**Material for the task:**
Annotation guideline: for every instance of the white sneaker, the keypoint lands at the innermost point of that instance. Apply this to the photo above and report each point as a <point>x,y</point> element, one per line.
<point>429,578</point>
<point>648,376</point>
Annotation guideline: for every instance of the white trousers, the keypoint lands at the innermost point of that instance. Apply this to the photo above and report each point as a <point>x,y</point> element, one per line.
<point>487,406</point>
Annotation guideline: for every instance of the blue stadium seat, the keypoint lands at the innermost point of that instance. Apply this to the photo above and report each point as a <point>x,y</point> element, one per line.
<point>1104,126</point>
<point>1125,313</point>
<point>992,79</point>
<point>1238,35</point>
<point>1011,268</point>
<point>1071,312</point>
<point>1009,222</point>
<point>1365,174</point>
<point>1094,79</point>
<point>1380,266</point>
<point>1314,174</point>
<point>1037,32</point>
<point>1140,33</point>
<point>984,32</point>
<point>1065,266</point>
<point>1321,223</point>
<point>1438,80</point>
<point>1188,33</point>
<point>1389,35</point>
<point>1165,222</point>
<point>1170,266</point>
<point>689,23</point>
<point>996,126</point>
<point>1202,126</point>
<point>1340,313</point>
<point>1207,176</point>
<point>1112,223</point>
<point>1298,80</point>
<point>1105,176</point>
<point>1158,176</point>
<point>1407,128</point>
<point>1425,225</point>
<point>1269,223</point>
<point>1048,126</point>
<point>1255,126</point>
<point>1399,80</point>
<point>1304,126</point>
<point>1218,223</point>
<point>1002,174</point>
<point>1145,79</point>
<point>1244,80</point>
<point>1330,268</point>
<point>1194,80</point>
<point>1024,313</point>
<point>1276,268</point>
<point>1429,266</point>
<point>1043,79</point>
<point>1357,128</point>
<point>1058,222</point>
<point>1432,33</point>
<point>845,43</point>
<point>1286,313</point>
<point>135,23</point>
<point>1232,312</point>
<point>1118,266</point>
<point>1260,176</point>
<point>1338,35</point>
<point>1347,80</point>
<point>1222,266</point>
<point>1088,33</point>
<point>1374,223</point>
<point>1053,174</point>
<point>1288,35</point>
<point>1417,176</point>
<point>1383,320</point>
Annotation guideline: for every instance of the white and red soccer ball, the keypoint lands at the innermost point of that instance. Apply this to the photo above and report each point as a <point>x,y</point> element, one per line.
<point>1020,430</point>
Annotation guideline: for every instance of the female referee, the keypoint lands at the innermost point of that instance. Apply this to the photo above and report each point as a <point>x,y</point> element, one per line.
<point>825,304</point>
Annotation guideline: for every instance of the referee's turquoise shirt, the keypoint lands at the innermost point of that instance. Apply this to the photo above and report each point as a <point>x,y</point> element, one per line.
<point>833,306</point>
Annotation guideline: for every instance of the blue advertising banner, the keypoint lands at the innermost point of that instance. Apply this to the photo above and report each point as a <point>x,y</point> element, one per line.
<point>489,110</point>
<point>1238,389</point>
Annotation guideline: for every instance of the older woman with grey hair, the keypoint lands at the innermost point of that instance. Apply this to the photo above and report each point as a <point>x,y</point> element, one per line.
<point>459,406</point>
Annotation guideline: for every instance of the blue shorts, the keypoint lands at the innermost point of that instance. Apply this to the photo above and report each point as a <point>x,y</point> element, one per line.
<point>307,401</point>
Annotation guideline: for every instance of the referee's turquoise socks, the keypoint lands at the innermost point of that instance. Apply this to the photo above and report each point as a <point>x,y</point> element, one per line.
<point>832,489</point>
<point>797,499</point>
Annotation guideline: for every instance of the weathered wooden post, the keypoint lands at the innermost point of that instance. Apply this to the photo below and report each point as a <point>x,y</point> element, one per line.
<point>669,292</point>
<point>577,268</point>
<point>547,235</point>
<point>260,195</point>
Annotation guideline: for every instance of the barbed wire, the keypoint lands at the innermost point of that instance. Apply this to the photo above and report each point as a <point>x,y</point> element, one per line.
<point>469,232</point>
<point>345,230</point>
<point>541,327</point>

**Requirements:**
Output the listing above as a two-column CSV with the header row instruction,answer. Give each guideline its own row, with its text and all of its points each in one quoted field and line breaks replaced by spaces.

**Task solution:**
instruction,answer
"Annotation guideline: for every instance of the white sneaker, the keypoint lands at the innermost point of that instance. Apply this to the photo above and report each point as a <point>x,y</point> element, one per line.","<point>429,578</point> <point>648,376</point>"
"Annotation guideline: for every instance of the white trousers, the keypoint lands at the innermost point of that instance. Apply this to the photo above and report each point as a <point>x,y</point> element, one per line.","<point>487,406</point>"
"Annotation guideline: for every instance of the blue stadium seat, the keypoint lands at the innermost point of that instance. Apply this to the photo above and report each point as a <point>x,y</point> element, one per line.","<point>1104,126</point> <point>1125,313</point> <point>992,79</point> <point>1238,35</point> <point>1011,268</point> <point>1071,312</point> <point>1009,222</point> <point>1365,174</point> <point>1094,79</point> <point>1380,266</point> <point>1314,174</point> <point>1037,32</point> <point>1140,33</point> <point>984,32</point> <point>1065,266</point> <point>1321,223</point> <point>1438,80</point> <point>1188,33</point> <point>1389,35</point> <point>1165,222</point> <point>1170,266</point> <point>689,23</point> <point>996,126</point> <point>1202,126</point> <point>1340,313</point> <point>1207,176</point> <point>1112,223</point> <point>1298,80</point> <point>1105,176</point> <point>1158,176</point> <point>1407,128</point> <point>1425,225</point> <point>1269,223</point> <point>1048,126</point> <point>1255,126</point> <point>1399,80</point> <point>1304,126</point> <point>1218,223</point> <point>1002,174</point> <point>1145,79</point> <point>1244,80</point> <point>1330,268</point> <point>1194,80</point> <point>1024,313</point> <point>1276,268</point> <point>1429,266</point> <point>1043,79</point> <point>1357,128</point> <point>1058,222</point> <point>1432,33</point> <point>845,43</point> <point>1286,313</point> <point>135,23</point> <point>1232,312</point> <point>1118,266</point> <point>1260,176</point> <point>1338,35</point> <point>1347,80</point> <point>1222,266</point> <point>1088,33</point> <point>1374,223</point> <point>1053,174</point> <point>1288,35</point> <point>1417,176</point> <point>1383,320</point>"
"Annotation guideline: for every instance of the white and red soccer ball, the keypoint lands at the innermost point of that instance. Apply this to the photo above and report each point as a <point>x,y</point> element, one per line.","<point>1020,430</point>"
"Annotation guideline: for every instance of the female referee, the keypoint lands at the innermost point of that instance. Apply this to the photo above and report each point as a <point>x,y</point> element, one per line.","<point>825,304</point>"
"Annotation guideline: for every instance of the referee's turquoise shirt, the keypoint lands at the innermost point of that instance. Apply this to the photo above and report each point as a <point>x,y</point> element, one per line.","<point>833,306</point>"
"Annotation guideline: for every instance of the blue advertising banner, the keypoint lands at the innermost point of that instance. Apply this to the photo above and report each point as a <point>x,y</point> element, one per line.","<point>489,110</point> <point>1238,389</point>"
"Annotation guideline: for every instance of the older woman with grey hair, the keypoint lands at the innermost point of that instance. Apply this to the photo above and report each point as a <point>x,y</point> element, one per line.","<point>459,406</point>"
"Annotation guideline: for every instance of the blue shorts, the keypoint lands at the innermost point of that instance. Apply this to the photo above and report each point as a <point>x,y</point> element, one per line.","<point>307,401</point>"
"Annotation guideline: for every instance of the referee's turquoise socks, the keypoint lands at the innermost point of that instance. Apply this to the photo above and report each point as a <point>x,y</point> element, one per line.","<point>832,489</point> <point>797,499</point>"
"Annotation guideline: for every instance of the weathered wooden post, the keypoint lands at the innermost point of that instance. Apply this to the photo below and report each point as a <point>x,y</point> element, one per line.","<point>669,292</point> <point>577,268</point> <point>547,235</point> <point>260,195</point>"
"Annotation guideline: for every instance of the barbed wire, the keypoint lands at the innermost point of that instance. Apply this to the photo above and report each point as a <point>x,y</point> element, one per line.","<point>469,232</point> <point>345,230</point> <point>541,327</point>"